* Task *
Count the lines in the listing below that contain the string "branch", with uppercase and lowercase treated as different. Reply with the number alone.

* Data in this exercise *

· · · ·

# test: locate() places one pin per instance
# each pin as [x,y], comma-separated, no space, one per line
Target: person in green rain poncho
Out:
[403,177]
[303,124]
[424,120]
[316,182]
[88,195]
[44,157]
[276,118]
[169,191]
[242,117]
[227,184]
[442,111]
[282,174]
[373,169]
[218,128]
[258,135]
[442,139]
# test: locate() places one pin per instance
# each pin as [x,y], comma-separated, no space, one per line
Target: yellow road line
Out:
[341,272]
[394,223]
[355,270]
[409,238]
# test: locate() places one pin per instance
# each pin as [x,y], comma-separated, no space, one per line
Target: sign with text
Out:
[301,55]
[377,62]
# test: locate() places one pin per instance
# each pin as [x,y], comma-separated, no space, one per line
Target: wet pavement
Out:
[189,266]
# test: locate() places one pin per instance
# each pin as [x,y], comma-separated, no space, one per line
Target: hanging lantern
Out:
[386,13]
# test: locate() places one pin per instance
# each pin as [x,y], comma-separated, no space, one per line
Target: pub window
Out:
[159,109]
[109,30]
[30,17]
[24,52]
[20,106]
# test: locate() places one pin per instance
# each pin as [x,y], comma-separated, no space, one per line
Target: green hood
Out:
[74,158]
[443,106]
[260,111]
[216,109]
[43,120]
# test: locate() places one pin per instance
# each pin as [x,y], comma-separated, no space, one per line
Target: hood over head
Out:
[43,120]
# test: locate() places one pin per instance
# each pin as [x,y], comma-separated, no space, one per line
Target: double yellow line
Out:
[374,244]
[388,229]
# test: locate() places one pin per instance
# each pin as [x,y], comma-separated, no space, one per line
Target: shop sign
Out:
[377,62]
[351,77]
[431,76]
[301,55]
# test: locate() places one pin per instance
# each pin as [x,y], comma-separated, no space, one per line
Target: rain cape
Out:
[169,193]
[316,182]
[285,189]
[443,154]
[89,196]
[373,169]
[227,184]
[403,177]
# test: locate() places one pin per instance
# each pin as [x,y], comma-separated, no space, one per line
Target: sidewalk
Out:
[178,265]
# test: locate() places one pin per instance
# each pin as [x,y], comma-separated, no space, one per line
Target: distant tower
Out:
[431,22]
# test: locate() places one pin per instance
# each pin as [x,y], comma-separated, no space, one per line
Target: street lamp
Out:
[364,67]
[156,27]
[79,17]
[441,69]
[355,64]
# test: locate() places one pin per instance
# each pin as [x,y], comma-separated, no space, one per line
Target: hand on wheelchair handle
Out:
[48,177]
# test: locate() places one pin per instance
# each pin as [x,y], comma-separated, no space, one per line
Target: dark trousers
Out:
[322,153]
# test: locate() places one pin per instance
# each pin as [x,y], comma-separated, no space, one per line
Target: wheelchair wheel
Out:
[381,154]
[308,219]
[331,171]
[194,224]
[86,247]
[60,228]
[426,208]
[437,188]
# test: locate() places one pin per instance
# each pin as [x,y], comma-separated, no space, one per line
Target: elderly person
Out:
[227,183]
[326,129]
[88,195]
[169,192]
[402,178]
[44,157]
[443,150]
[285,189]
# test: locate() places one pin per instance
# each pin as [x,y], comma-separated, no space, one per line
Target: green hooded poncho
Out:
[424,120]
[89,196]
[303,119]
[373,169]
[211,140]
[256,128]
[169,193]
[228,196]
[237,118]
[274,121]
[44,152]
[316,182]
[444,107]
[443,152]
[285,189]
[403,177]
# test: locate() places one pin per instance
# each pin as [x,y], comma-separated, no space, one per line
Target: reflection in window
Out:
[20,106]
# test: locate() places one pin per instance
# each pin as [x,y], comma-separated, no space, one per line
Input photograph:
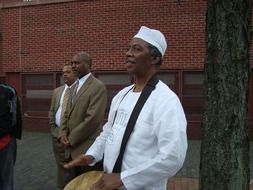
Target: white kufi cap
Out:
[154,37]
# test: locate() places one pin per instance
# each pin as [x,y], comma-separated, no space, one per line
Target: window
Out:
[37,91]
[114,83]
[171,79]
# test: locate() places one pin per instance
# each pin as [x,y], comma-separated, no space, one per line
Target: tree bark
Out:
[224,162]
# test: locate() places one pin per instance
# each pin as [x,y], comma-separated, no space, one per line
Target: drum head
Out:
[84,181]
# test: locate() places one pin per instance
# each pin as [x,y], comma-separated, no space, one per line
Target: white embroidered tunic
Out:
[157,146]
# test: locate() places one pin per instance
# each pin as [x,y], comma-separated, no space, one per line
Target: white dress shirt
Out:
[58,112]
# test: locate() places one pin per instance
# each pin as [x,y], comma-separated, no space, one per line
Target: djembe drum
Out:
[84,181]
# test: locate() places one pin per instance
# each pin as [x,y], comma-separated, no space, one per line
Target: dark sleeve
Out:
[5,116]
[18,127]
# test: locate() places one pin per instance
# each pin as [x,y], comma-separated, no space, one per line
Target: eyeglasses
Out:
[75,62]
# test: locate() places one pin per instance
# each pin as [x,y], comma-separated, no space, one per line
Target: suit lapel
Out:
[84,87]
[58,97]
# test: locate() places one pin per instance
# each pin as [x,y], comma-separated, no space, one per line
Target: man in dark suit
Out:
[10,130]
[84,118]
[56,113]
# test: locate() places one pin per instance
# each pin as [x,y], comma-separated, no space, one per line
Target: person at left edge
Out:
[10,130]
[55,120]
[83,121]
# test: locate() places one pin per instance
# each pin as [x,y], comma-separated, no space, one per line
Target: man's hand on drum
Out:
[81,160]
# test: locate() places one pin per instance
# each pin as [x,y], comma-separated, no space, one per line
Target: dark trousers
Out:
[7,162]
[63,176]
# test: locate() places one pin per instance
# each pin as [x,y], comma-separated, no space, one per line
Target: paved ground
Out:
[35,167]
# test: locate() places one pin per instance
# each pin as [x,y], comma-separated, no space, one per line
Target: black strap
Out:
[132,120]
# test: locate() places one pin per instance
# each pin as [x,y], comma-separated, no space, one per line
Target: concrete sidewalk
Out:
[36,169]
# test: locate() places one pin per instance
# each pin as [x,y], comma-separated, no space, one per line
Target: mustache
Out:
[130,62]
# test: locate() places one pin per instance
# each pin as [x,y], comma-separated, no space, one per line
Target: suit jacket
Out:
[55,103]
[83,121]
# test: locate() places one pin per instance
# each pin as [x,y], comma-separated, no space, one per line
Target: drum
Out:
[84,181]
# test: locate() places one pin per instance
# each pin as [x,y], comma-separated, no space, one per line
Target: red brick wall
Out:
[43,37]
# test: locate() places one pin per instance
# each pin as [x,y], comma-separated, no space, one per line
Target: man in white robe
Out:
[157,146]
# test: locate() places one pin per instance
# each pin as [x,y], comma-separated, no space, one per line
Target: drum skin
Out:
[84,181]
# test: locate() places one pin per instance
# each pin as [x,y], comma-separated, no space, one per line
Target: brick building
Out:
[38,36]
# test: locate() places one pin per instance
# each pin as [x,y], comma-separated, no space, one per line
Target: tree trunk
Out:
[224,162]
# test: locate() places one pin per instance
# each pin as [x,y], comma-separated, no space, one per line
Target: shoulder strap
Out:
[132,120]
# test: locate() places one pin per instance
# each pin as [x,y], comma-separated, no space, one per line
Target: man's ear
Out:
[155,60]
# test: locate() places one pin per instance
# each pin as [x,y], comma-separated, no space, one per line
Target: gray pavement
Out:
[36,170]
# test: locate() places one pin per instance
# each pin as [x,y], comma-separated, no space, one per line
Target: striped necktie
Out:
[75,87]
[65,103]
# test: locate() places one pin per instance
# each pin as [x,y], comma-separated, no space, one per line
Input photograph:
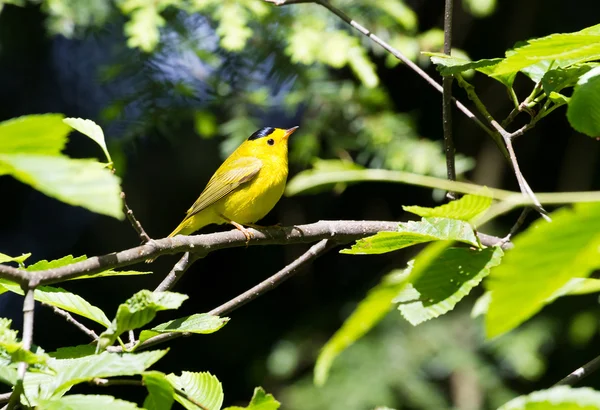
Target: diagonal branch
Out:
[265,286]
[201,245]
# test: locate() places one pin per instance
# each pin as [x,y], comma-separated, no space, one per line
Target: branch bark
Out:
[202,245]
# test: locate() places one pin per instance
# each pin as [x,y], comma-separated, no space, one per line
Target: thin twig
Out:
[268,284]
[585,370]
[177,272]
[447,101]
[69,318]
[134,222]
[395,52]
[340,231]
[27,340]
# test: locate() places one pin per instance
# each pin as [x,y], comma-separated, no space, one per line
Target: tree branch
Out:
[265,286]
[202,245]
[585,370]
[447,100]
[395,52]
[27,339]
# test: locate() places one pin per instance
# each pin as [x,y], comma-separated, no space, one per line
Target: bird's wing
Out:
[224,182]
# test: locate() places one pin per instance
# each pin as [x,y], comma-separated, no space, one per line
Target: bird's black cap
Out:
[263,132]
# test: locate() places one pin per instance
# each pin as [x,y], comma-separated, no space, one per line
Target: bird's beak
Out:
[289,132]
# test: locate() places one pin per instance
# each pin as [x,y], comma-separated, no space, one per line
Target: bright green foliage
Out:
[19,259]
[160,391]
[69,372]
[201,323]
[138,311]
[557,398]
[466,208]
[541,263]
[370,311]
[413,233]
[86,402]
[260,401]
[30,151]
[584,107]
[64,300]
[565,49]
[203,387]
[447,279]
[92,130]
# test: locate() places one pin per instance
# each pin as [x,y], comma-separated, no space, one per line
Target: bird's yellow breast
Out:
[255,199]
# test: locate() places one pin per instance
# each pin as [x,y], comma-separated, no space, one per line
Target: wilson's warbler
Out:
[245,187]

· · · ·

* Worked solution *
3